● **Supplied data**

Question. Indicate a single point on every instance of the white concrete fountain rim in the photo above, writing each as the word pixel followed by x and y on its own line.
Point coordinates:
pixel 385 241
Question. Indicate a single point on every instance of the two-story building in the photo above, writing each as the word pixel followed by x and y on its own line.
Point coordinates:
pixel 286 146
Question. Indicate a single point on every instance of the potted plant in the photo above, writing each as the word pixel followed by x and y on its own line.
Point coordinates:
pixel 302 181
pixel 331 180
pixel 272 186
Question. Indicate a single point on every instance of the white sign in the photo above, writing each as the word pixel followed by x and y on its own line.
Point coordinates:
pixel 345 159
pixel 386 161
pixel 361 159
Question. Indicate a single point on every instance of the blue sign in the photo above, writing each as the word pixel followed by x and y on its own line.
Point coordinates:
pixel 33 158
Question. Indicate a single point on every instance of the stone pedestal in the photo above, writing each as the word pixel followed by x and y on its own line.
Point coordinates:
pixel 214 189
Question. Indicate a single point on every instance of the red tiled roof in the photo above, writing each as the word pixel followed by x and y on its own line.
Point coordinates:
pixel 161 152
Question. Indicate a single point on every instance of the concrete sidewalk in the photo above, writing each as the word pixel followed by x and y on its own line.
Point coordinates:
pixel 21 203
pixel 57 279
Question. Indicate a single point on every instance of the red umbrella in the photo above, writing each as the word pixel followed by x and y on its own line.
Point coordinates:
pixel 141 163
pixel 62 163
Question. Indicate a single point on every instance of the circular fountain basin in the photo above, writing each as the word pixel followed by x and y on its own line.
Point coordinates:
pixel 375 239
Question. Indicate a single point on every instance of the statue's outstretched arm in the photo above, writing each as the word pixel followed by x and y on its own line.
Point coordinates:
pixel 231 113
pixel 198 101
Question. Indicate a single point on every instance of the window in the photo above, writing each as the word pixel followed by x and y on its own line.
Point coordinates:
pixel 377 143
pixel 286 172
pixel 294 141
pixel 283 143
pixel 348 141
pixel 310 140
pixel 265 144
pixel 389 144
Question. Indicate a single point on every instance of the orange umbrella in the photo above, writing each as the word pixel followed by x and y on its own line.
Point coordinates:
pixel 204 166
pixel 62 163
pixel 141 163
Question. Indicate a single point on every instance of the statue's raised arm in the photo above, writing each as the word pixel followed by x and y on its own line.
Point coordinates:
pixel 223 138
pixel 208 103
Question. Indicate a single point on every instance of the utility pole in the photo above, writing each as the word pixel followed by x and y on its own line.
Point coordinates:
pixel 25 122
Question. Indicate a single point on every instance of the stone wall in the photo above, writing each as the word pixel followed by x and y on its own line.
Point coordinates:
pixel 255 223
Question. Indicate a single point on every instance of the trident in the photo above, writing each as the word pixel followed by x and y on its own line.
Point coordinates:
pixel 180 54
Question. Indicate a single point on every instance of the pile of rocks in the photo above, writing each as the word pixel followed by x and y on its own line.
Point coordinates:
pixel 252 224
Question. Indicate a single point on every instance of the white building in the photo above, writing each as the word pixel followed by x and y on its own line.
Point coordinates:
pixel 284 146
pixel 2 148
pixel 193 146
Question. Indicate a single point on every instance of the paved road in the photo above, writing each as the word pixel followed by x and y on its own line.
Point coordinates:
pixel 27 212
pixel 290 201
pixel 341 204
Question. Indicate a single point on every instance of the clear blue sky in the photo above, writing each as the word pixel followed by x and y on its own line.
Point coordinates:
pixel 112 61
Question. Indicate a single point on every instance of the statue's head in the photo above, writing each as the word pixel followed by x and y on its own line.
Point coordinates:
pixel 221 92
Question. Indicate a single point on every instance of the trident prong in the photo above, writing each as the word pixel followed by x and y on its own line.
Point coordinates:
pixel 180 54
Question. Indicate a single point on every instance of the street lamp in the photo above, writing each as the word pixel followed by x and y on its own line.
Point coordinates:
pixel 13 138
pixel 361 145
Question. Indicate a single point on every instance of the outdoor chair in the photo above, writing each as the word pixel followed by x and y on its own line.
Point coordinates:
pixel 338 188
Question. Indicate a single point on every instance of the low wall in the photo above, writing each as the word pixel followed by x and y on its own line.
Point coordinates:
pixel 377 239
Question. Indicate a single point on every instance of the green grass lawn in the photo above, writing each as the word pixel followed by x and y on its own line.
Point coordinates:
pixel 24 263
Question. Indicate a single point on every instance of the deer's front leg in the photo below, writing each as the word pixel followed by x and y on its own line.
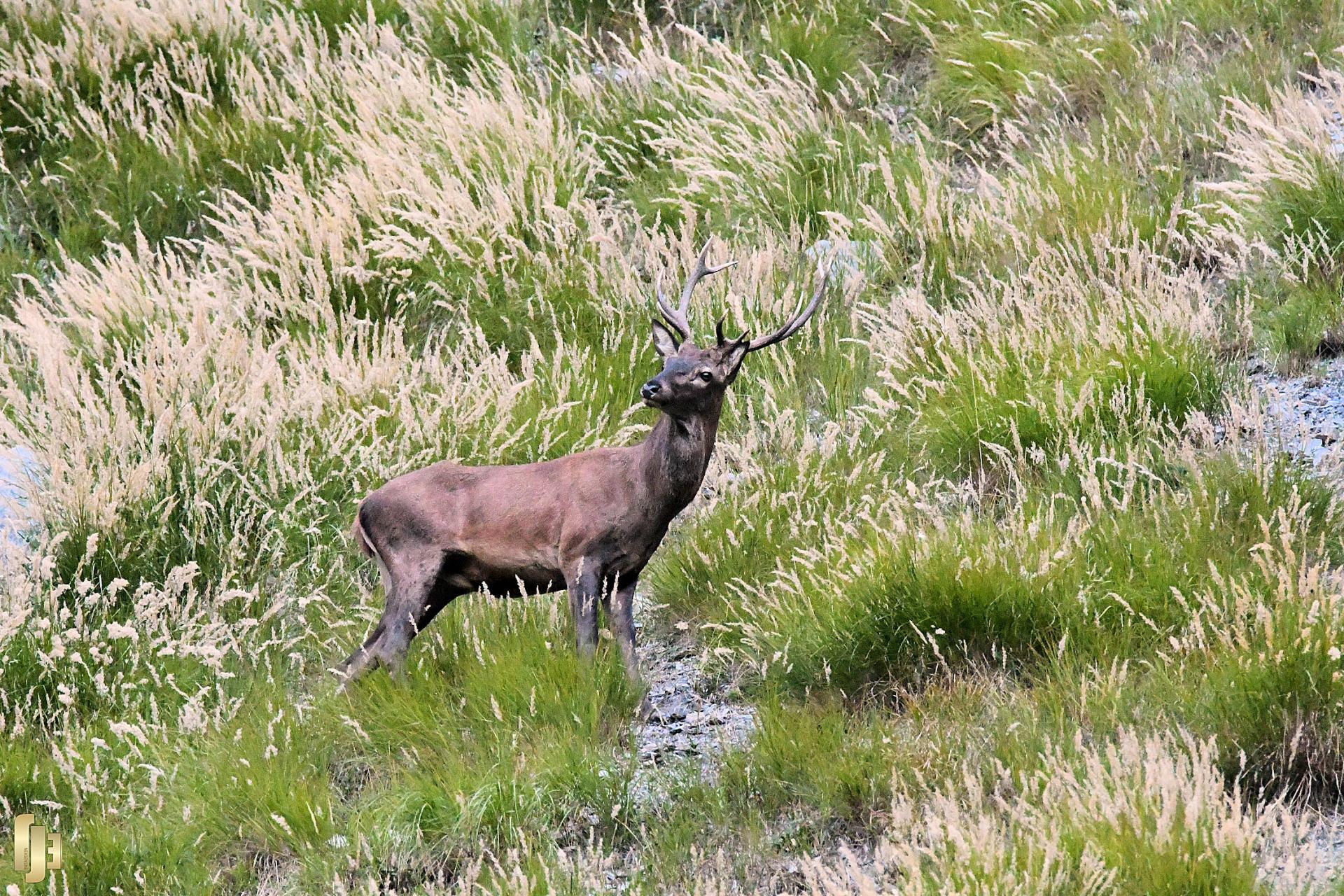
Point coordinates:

● **What to work on**
Rewrite the listing above as a numbered list with one line per item, skipping blank lines and leaving out the pictures.

● **Result of this task**
1. Question. Indicate a single point on every instance of the white concrete fountain rim in the photo above, writing each as the word pixel followed by x and y on its own line.
2. Point coordinates:
3. pixel 385 241
4. Question. Indicate a single point on every instance of the two-story building in the photo above, writing each as the word pixel followed by x and y on its own line.
5. Point coordinates:
6. pixel 286 146
7. Question. Indicate a single point on every instance of the potted plant in the photo above, writing each as the word pixel followed by x and y on its own line.
8. Point coordinates:
9. pixel 302 181
10. pixel 331 180
11. pixel 272 186
12. Question. Indicate a single point on every instance of the white sign in the photo above, writing each as the word pixel followed by x and y on its own line.
13. Point coordinates:
14. pixel 345 159
15. pixel 386 161
16. pixel 361 159
17. Question. Indicate a single point on every instance of the blue sign in the photo above, writing each as the word pixel followed by x and y on its own line.
18. Point coordinates:
19. pixel 33 158
20. Question. Indicate a single point on every instance of the stone pedestal in the photo above, writing each as the word pixel followed by x and y on its own line.
21. Point coordinates:
22. pixel 214 189
23. Question. Indicate a single point on every instance of the red tiled roof in the photo above, writing each as the word pixel followed by x and y on its own line.
24. Point coordinates:
25. pixel 161 152
26. Question. Indicate a single point on every instance of the concrete sidewalk in the photo above, writing each as the word pixel followed by x and y on its own line.
27. Point coordinates:
28. pixel 21 203
29. pixel 57 279
30. Question. Indicate a single point on every instance of the red umbrella in the photo above, writing each as the word pixel followed by x and y on its own line.
31. Point coordinates:
32. pixel 141 163
33. pixel 62 163
34. Question. Indicate a single point on every instance of the circular fountain basin in the photo above, writing each as the word pixel followed by x and y on its own line.
35. Point coordinates:
36. pixel 375 239
37. Question. Indicate a single point on every instance of the statue's outstretched arm in the photo above, writing each as the word pixel followed by x and y on its own line.
38. Point coordinates:
39. pixel 231 113
40. pixel 198 101
41. Question. Indicate a single point on every instance of the window in the photo above, writing each as the word pixel followed by x and y on its own line.
42. Point coordinates:
43. pixel 377 143
44. pixel 286 172
45. pixel 294 141
46. pixel 283 143
47. pixel 348 141
48. pixel 310 140
49. pixel 265 144
50. pixel 389 144
51. Question. Indicate a single point on every instance of the orange umbrella in the photo above, writing each as the word pixel followed by x and y on its own line.
52. Point coordinates:
53. pixel 204 166
54. pixel 62 163
55. pixel 141 163
56. Question. Indicate a single point on every instance of the statue's raised arm in the photo above, writing each as the word pixel followed by x and y on its own line.
57. Point coordinates:
58. pixel 223 138
59. pixel 208 103
60. Question. Indicate a single point on every instance of the utility pole in the photo above, writing each as the word pixel followed by x and y on its own line.
61. Point coordinates:
62. pixel 25 122
63. Question. Indicate a single point on every instance of the stone wall in the photo above, writing each as the word pixel followed by x and y on its own line.
64. Point coordinates:
65. pixel 255 223
66. Question. Indicate a single point on every instance of the trident in the photo above, writing each as the word pixel followed by x and y on its own line.
67. Point coordinates:
68. pixel 180 54
69. Question. Indicate a single point on every instance of the pile of rocks in the photo above, writing each as the word pixel followed by x and y on its own line.
70. Point coordinates:
71. pixel 252 224
72. Question. Indicate a single point on every instance of the white building in the photo above, writing each as the word pixel followed by x and y on its own line.
73. Point coordinates:
74. pixel 284 146
75. pixel 2 148
76. pixel 193 146
77. Question. Indicate a single point on every instance of the paved road in the photo above, writing each as the word pixel followed by x and y on its own line.
78. Point coordinates:
79. pixel 27 212
80. pixel 290 201
81. pixel 341 204
82. Question. Indicate a single point on every instance of the clear blue sky in the photo above, writing each as the word pixel followed by x and y on its own line.
83. Point coordinates:
84. pixel 112 61
85. Question. Indicate a single point on every instance of the statue's head in the photo above, writing each as the word pixel followed by x and y on its own line.
86. Point coordinates:
87. pixel 221 92
88. Question. Indicate a single point on every instance of the trident prong in the photo above, writing each as the word pixel followed by x and y on its own line.
89. Point coordinates:
90. pixel 180 54
91. Question. Indicate a single point on every instance of the street lamp in the photo above, writing each as the word pixel followed by x and y on its own line.
92. Point coordinates:
93. pixel 13 138
94. pixel 361 145
95. Question. Indicate a single point on every instance of the outdoor chair in the photo above, writing each as the word pixel followed by x and y on its own line.
96. Point coordinates:
97. pixel 338 188
98. Question. Indicate a single point on every instance of the low wall in the photo above, writing each as the word pixel followed by x and y on its own line.
99. Point coordinates:
100. pixel 377 239
101. Question. Indicate a single point on every instance of the green grass lawn in the photo above, writing each as the word pixel followed by x and y on its own line.
102. Point coordinates:
103. pixel 24 263
104. Question. Indicate a single point on every instance of the deer's front leg in the photo below, writing each as the word pixel followed by x and y on its own line.
105. Point coordinates:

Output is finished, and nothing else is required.